SELECTED EXCERPT:
[BEGIN]

Tue, 21 Dec 2004 at 20:06:38 GMT Link

14.Chris Snyder said:

I think Apache2 is worth the upgrade for the simple fact that it *includes* mod_ssl. Also, if htdigest authentication is ever going to be fully implemented, it will probably happen in the 2.0 codebase.

The documentation is nicer, too.

Tue, 21 Dec 2004 at 20:15:22 GMT Link

15.Matt Simpson said:

I appreciate where the PHP team is coming from and I agree with them for the most part; however, I also agree with the many comments regarding software evolution and progress. Sooner or later this philosophy about Apache 2 will have to change as Apache 2+ is the future of the software.

Tue, 21 Dec 2004 at 20:45:18 GMT Link

16.Jeremy Edge said:

It seems to me that this discussion isn't really about Apache 1.3 or 2.0. It's more about IT philosophy. Camp 1 believes that 'If its not broke, don't fix it' and Camp 2 believes 'They put updates out for a reason'.

Tue, 21 Dec 2004 at 20:59:49 GMT Link

17.Ronald said:

If there are problems with the dual usage of apache2 and php. then what can be done to try and resolve these issues. The apache 2.x performs slightly faster on my personal system without php. With PHP it works only so so (linux 2.6, 4gb ram dual proc system with scsi drives).

[END]

INPUT:
[BEGIN]

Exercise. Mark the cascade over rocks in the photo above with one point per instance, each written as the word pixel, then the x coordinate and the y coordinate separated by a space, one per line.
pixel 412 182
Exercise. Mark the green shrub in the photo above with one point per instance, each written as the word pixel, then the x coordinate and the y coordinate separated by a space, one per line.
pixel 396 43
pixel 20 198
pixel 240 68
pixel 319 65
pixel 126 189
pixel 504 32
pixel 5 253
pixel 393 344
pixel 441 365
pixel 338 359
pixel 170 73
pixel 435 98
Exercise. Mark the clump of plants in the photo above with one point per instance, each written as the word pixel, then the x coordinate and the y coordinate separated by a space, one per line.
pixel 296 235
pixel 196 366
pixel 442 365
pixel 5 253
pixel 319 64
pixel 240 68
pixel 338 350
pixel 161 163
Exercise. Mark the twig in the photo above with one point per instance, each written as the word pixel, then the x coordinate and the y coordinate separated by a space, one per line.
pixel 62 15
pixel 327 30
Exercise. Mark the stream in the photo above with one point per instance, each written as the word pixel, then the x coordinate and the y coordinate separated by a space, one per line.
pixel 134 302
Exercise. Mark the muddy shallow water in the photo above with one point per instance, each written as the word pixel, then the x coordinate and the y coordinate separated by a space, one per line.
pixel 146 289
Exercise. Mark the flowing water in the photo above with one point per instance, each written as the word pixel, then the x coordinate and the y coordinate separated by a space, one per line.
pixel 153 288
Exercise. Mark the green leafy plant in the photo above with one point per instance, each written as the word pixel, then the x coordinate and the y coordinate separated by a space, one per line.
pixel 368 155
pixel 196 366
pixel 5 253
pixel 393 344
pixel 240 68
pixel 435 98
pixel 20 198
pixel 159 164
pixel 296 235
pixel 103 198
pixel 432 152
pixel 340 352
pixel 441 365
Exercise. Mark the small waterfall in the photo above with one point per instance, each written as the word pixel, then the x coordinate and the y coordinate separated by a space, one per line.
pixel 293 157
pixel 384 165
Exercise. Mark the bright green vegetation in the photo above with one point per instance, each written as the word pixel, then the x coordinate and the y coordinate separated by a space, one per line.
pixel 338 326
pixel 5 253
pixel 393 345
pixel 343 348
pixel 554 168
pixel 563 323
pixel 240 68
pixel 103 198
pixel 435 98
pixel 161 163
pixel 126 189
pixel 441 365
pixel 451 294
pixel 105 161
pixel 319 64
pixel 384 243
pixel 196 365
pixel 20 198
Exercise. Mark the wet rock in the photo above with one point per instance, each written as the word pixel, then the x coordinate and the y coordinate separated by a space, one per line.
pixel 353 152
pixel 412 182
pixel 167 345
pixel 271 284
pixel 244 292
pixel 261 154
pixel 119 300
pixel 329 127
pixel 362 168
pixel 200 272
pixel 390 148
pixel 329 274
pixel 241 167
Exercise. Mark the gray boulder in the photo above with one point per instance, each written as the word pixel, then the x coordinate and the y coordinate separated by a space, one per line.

[END]

OBJECTIVES:
A – Please copy out the entries from the line that contains "Exercise. Mark the twig" through the line that contains "pixel 153 288", reproducing each line word for word with both of those lines included.
B – Pick up the comment thread about Apache 2 and PHP where it stops and keep writing it.

RESULTS:
A –
Exercise. Mark the twig in the photo above with one point per instance, each written as the word pixel, then the x coordinate and the y coordinate separated by a space, one per line.
pixel 62 15
pixel 327 30
Exercise. Mark the stream in the photo above with one point per instance, each written as the word pixel, then the x coordinate and the y coordinate separated by a space, one per line.
pixel 134 302
Exercise. Mark the muddy shallow water in the photo above with one point per instance, each written as the word pixel, then the x coordinate and the y coordinate separated by a space, one per line.
pixel 146 289
Exercise. Mark the flowing water in the photo above with one point per instance, each written as the word pixel, then the x coordinate and the y coordinate separated by a space, one per line.
pixel 153 288

B –
Tue, 21 Dec 2004 at 21:29:36 GMT Link

18.yacc said:

Well, some good reasons for updates,

at least for new deployments:

Ap1.3 isn't developed further.

Ap2.0 is where all the new stuff gets written for, ...

Ap2.0 is much more portable.

Some basically it boils down, that there are good non-PHP reasons for upgrading (at least new deployments), and there are good non-PHP reasons for not choosing Ap13 (the momentum is shifting or has already shifted to Ap20, depending whom you ask).

Nick Bermstein mentioned "backporting" the new threading model. I'd guess that this is not really a possibility ;) Quite a different concept. ;(

Tue, 21 Dec 2004 at 21:56:00 GMT Link

19.Ian Holsman said:


the line is:

Do not use Apache 2.0.x and PHP in a production environment neither on Unix nor on Windows.

changing it to:

we recommend you install apache2 in 'prefork' mode due to thread safety issues.

This is not about how fast it is, or if apache1.3 is broken or not, or if you perfer running 1.3 over 2.0.

you are scaring people and stopping people installing apache2.

It would be the same as if the apache site put a big banner up and said, due to security issues with phpbb, we don't recommend you install PHP on any production systems.

Tue, 21 Dec 2004 at 22:10:53 GMT Link

20.daPsy said:

As much as I love using PHP/Apache combination, some distribution providers are already abandoning Apache 1.3 from their normal install base and forcing people to acquire Apache 1.3 from their FTP seperately.

Also their automatic update systems no longer support Apache 1.3 on their newest distributions.

Whilst this may sound like a trivial problem from the usual elitist who runs Gentoo, compiles their kernel at least 5 times a day and has unlimited time to tinker on every single program on their systems, it does present a real problem for the time-crippled admin who installs new distribution versions.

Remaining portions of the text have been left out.